▶ Work task
Go over the records and copy every line with the string "below".

**** Records for the task ****

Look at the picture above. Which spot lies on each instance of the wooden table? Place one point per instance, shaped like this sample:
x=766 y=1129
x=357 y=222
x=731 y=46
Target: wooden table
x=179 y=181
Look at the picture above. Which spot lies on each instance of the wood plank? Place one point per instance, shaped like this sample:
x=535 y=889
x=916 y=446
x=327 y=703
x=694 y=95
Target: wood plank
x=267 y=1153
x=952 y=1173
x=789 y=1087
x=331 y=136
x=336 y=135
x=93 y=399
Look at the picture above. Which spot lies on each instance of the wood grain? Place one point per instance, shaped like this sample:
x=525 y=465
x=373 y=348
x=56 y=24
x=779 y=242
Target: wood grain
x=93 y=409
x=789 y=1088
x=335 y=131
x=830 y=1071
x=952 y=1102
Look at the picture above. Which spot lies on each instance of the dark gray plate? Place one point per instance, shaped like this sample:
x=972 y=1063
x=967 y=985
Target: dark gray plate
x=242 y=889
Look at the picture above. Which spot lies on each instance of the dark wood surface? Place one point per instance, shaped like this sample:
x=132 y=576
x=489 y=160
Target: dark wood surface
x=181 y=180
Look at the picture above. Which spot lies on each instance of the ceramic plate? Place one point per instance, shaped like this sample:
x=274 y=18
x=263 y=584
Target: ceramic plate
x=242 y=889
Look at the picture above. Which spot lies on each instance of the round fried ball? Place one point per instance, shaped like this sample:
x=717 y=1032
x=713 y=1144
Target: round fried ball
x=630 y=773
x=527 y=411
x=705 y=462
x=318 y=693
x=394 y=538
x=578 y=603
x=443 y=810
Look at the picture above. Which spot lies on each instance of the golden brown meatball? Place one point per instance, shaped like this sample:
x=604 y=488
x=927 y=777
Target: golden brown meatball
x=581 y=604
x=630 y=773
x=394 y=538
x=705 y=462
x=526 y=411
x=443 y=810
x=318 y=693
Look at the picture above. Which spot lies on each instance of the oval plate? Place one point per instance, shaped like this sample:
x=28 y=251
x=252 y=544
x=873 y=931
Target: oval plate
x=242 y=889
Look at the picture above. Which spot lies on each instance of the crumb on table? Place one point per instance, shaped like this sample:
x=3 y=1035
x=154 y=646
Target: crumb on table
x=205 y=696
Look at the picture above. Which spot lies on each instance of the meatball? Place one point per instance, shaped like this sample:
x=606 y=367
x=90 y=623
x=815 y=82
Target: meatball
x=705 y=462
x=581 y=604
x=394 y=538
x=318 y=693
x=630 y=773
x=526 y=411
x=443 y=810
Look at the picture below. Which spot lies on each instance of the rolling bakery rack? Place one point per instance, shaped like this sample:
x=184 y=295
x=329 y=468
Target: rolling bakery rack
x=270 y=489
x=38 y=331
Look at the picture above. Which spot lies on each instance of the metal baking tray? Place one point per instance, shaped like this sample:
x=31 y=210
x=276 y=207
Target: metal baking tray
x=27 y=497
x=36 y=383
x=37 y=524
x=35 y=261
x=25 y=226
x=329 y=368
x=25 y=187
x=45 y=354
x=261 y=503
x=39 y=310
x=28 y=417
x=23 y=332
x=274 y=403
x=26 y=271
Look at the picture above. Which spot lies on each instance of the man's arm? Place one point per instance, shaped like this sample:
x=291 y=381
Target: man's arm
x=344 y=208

****
**** Records for the task ****

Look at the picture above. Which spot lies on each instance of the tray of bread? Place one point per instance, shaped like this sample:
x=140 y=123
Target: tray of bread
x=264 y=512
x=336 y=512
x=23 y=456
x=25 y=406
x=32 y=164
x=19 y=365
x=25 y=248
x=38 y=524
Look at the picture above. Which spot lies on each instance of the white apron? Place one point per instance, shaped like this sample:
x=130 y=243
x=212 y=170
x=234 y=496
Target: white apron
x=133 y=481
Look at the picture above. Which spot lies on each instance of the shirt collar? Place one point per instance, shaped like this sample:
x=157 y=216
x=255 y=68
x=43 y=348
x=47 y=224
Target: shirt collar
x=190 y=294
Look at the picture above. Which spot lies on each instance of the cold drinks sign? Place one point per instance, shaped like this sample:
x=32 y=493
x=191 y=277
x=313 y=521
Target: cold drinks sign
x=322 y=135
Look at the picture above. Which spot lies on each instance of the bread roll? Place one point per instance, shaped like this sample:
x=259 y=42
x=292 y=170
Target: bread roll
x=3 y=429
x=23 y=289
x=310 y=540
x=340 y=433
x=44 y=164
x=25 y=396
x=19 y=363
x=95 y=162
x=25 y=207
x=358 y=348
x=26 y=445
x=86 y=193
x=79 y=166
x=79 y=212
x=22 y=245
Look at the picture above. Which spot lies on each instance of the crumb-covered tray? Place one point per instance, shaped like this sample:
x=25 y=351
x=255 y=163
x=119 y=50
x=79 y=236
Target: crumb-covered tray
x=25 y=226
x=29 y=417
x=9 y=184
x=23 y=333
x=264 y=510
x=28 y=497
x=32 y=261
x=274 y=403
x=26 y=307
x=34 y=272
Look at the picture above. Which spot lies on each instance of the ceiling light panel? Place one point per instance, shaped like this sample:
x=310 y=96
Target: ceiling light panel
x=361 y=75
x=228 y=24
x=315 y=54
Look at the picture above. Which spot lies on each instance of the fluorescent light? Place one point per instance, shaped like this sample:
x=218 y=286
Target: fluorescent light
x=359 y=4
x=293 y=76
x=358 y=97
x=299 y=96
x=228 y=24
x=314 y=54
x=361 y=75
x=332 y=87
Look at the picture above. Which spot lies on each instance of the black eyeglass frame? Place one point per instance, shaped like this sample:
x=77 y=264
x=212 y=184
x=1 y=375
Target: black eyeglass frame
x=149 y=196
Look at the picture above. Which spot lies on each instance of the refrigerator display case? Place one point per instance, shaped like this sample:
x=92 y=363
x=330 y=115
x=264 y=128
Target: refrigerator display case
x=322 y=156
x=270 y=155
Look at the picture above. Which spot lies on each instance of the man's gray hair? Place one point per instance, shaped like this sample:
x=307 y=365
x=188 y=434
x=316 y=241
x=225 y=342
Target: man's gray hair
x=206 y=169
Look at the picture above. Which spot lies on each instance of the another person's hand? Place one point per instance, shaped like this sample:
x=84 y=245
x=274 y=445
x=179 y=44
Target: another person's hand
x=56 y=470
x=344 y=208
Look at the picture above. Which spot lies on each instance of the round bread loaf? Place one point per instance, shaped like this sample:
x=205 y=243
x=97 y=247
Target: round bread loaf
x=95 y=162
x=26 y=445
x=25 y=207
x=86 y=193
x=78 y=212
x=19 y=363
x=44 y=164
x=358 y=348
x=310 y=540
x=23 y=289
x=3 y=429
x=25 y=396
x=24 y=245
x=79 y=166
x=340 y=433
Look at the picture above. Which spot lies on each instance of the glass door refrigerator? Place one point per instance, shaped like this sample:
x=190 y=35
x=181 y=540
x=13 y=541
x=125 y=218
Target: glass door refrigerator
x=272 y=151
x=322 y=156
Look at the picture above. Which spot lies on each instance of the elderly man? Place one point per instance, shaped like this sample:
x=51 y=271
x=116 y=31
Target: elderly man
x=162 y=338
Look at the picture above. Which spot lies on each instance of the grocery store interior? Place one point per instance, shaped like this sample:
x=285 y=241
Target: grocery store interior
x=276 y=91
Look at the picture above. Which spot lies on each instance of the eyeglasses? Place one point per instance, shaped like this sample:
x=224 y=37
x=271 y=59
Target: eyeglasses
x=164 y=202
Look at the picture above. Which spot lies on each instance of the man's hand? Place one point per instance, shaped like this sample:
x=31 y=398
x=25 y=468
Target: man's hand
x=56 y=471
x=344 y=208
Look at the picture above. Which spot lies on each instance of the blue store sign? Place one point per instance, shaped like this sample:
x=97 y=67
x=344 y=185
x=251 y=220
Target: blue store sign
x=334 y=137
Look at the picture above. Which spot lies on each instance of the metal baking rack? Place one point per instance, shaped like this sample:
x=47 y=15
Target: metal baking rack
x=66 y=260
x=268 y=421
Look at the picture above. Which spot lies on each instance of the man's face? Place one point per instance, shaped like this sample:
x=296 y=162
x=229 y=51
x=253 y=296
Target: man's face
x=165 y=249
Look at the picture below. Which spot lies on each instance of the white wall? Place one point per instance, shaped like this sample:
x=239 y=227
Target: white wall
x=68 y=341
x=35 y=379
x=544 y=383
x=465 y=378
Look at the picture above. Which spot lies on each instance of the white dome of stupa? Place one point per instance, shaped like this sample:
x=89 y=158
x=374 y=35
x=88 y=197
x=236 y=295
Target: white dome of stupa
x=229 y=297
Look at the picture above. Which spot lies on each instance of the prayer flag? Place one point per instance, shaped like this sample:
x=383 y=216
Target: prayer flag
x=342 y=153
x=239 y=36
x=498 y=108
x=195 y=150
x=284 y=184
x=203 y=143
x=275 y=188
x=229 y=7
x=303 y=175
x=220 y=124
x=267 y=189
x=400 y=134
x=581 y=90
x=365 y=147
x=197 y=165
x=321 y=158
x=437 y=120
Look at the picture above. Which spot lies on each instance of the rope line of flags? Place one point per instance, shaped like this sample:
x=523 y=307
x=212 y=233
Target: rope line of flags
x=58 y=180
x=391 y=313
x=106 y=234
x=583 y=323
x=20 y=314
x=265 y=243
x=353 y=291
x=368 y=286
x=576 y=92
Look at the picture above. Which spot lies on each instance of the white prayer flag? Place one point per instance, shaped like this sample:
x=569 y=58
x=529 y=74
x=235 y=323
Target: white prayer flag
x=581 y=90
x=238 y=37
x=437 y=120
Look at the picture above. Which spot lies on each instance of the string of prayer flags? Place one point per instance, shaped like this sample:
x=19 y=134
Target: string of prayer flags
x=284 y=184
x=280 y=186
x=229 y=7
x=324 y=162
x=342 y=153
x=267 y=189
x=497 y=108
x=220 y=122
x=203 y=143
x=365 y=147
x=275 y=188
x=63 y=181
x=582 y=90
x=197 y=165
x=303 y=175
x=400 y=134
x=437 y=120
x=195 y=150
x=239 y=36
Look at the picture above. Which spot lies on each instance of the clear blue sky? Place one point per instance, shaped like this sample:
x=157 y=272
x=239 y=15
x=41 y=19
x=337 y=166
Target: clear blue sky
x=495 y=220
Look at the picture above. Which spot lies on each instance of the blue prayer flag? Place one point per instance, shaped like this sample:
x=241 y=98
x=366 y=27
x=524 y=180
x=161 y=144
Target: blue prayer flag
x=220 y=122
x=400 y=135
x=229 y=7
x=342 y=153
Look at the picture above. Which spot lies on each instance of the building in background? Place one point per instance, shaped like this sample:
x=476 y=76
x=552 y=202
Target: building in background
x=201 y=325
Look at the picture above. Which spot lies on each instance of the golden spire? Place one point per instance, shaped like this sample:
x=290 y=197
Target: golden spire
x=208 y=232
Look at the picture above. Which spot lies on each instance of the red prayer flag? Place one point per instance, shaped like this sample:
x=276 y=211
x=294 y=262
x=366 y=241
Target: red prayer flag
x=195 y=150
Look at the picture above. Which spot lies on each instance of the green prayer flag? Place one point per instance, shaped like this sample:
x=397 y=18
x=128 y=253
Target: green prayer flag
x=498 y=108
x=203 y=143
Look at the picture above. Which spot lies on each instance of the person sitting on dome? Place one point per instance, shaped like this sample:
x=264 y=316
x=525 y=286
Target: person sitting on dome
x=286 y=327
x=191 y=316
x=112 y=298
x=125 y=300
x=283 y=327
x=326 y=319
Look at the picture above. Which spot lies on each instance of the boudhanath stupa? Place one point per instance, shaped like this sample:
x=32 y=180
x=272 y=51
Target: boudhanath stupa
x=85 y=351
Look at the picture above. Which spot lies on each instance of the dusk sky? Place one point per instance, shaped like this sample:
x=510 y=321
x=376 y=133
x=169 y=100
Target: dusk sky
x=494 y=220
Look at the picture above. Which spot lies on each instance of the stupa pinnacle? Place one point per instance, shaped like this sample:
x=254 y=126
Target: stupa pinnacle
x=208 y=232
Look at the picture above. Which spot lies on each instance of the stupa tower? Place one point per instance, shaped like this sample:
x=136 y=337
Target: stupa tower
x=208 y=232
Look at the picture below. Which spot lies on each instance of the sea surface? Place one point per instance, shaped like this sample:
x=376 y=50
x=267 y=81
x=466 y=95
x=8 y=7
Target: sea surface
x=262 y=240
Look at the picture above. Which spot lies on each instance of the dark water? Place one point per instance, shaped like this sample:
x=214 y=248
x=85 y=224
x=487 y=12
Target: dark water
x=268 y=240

****
**** Records for the task ****

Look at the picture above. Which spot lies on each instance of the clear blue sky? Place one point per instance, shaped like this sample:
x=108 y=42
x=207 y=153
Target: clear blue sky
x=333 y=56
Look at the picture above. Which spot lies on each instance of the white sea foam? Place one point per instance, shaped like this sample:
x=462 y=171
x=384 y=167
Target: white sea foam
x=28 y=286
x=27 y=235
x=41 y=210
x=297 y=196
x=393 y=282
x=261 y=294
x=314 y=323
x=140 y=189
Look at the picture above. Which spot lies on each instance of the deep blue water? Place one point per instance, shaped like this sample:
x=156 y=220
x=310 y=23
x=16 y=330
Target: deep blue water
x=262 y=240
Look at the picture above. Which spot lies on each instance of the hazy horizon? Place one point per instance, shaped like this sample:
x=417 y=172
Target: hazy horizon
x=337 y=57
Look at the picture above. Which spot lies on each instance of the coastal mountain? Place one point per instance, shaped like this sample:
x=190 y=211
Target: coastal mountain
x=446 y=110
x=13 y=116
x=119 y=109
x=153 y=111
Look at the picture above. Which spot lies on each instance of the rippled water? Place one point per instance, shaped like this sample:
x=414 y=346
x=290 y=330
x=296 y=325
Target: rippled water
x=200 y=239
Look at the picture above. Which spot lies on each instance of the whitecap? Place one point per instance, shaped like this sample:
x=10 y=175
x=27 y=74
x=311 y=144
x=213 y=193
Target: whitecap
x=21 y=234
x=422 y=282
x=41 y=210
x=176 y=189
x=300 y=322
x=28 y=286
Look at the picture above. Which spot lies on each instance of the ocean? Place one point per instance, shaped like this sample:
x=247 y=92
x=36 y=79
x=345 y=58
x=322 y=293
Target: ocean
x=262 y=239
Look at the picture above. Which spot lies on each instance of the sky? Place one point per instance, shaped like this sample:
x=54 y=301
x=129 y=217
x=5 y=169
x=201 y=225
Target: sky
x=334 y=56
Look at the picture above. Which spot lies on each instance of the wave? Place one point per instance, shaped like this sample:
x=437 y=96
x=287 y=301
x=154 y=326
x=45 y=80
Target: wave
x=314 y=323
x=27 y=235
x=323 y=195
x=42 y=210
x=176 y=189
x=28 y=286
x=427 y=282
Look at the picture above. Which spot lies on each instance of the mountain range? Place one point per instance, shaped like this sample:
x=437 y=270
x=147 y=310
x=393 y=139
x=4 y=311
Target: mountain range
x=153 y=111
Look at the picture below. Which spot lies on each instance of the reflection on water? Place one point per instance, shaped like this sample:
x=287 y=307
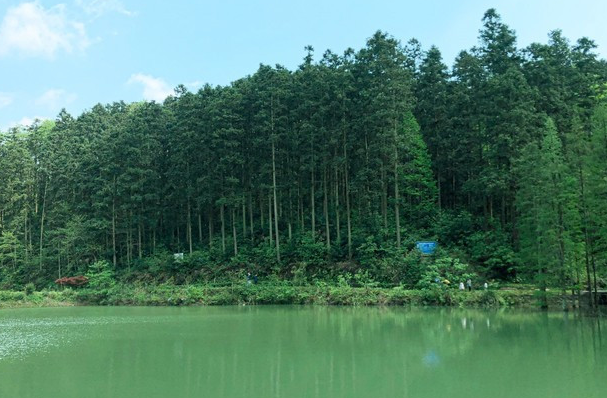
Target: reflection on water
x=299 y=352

****

▶ Solution for this exercise
Look at the picture below. Which spot lies on each instance of the rolling bakery rack? Place one point per instance, shaped like this sample:
Look at the picture below. Which spot lies on each instance of the white wall? Place one point per instance, shaped like this sample:
Look at the picture below. Which spot lies on each instance of the sea surface? Place one point per instance, shaped like this sample:
Look at the picture below. Which spot lies on each instance of the reflection on water? Place one point per instance, shaped like this sample:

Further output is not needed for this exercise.